И второй блок, наверное, — когда люди передают мне информацию на условиях анонимности, которая касается чего-то очень важного. Грубо говоря, когда человек сообщает о преступлении, будучи сам немножко завязанным в криминале. И потом звонят правоохранители и говорят: «А кто тебе слил? А что там за история? А что и как?» — они могут подать на меня в суд, и я буду должен по решению суда раскрыть источники информации. И где-то в этих ситуациях приходится соблюдать баланс, чтобы и человека не подставить, и выпустить хороший материал. Иногда приходится поступаться скандальными подробностями только для того, чтобы не привлечь лишнее внимание. Будь я акулой пера, я бы мог поступиться, по головам пройти, развернуть для своей профессиональной репутации более глобальную тему. Я намеренно на это не иду. У меня тоже есть блок человеческого отношения к людям, которые ко мне относятся по-человечески.
— А если споры начинаются? Вот это не публикуй, вот это не публикуй.
— Когда момент касается освещения подробностей ситуации, событийка: «А там произошло на самом деле то-то и то-то, а ты это не публикуй» — это одно. А когда говорят, что там какая-то скандальная подробность, касающаяся характеристики, человека — это другое. Например, ДТП, человек заявляет о том, что он потерпевший, и в этой ситуации он реально потерпевший, но у него возникает характеристика, что он регулярно не платит штрафы за превышение скорости. Негативная характеристика? Да. А за него просят: «Не публикуй». Но в конкретной ситуации он прав, мы просто не говорим о том, что у него за багаж. В этой ситуации мы объективно оцениваем, у нас нет цели его оправдать.

▶ **СПИСОК ДАННЫХ**
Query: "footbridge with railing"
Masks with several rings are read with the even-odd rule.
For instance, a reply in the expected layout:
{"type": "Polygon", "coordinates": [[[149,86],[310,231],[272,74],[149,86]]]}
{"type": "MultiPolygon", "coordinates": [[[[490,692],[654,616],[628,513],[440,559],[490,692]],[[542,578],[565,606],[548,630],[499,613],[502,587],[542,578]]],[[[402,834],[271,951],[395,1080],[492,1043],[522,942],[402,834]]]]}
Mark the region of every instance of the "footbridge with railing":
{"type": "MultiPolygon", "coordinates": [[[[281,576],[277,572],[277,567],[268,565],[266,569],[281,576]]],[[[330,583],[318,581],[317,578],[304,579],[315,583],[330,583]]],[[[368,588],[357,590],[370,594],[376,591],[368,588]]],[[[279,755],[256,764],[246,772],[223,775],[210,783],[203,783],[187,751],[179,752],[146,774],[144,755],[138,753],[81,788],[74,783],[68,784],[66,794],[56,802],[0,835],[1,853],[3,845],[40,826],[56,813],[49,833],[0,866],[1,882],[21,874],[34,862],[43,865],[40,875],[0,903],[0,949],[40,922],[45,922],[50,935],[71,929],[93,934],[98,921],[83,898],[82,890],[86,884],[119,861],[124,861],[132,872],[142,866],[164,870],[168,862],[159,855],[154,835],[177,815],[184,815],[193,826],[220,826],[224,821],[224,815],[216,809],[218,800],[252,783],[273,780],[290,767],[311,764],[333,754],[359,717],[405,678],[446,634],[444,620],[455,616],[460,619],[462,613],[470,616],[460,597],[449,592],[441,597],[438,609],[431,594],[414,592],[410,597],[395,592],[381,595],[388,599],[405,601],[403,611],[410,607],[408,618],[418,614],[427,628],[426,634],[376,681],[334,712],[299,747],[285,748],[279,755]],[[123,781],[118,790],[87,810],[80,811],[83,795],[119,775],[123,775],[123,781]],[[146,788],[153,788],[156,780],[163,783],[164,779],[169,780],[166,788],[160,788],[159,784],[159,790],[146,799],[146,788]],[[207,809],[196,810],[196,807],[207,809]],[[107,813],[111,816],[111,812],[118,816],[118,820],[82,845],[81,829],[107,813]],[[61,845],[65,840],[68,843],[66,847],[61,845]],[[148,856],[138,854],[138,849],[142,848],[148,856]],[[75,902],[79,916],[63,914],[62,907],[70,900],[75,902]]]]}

▶ **ПИСЬМЕННОЕ ЗАДАНИЕ**
Подхватите фрагмент о работе журналиста с источниками и продолжите его с того места, где он заканчивается. Данные к фрагменту отношения не имеют.

▶ **РЕЗУЛЬТАТ ЗАДАНИЯ**
— Ты не указываешь?
— Если на объективность освещения материала не влияет, можно не указывать.
— А если влияет?
— Тогда приходится обговаривать. Просто ставишь человека перед фактом. Говоришь, что для объективного освещения материала необходимо это указать, ты готов на это? Он стоит перед выбором: опубликовать материал в том виде, в котором он есть, либо отказаться от материала вовсе.
— А если ты публикуешь материал, который портит репутацию людям, связанным с тобой. Что ты делаешь?
— Это зависит от того, насколько ситуация влияет на судьбы людей. Если речь идёт о жизни и смерти — как я могу выбирать? Опять же, тут вопрос в том, делаешь ты это скрытно или прямо приходишь и заявляешь: «Тут вот так, вот так, вот так. Я просто не могу не опубликовать, если это кому-то поможет. Давай сделаем максимально так, чтобы тебя обезопасить. Продумаем моменты, давай подумаем, кто ещё мог мне об этом рассказать. Сошлёмся на кого-нибудь». Опять же, есть всегда такое: пришла анонимка в редакцию. У меня ситуаций, когда речь шла о жизни человека, не возникало. О судьбе — да, было такое.
— А увольнение?
— Не сталкивался. Увольнение, это, получается, какой-то официальный орган. Они там сами перестраховываются. Хотя ГУВД я недавно немножечко подставил, сам того не понимая.
— Как подставил?
— Тут у нас тоже какие-то игры идут на миграционном рынке. Якобы вытесняют одну из контор, которая якобы проставляет иностранцам экзамены по русскому языку. На них возбуждено уголовное дело. Они пошли по СМИ и называют фамилии конкретных людей: оперативные работники, следователи. Нам приходит письмо, редактор говорит писать. Я написал, указал там эти фамилии. И прозвучало у меня слово «беспредел»: «Пожаловались на «беспредел» полицейских». Она мне звонит: «Ты что…» — «Что?» — «Фамилии же нельзя указывать, что бы они тебе ни говорили. Москва звонит, проверки сейчас». Это не плохо, если у них будет проверка, может быть, они на самом деле пытаются вытеснить с рынка, она не знает. Но я её подставил, не введя её в курс дела. Мы исправились, я потом без проблем опубликовал их ответ с достаточно хорошей информацией.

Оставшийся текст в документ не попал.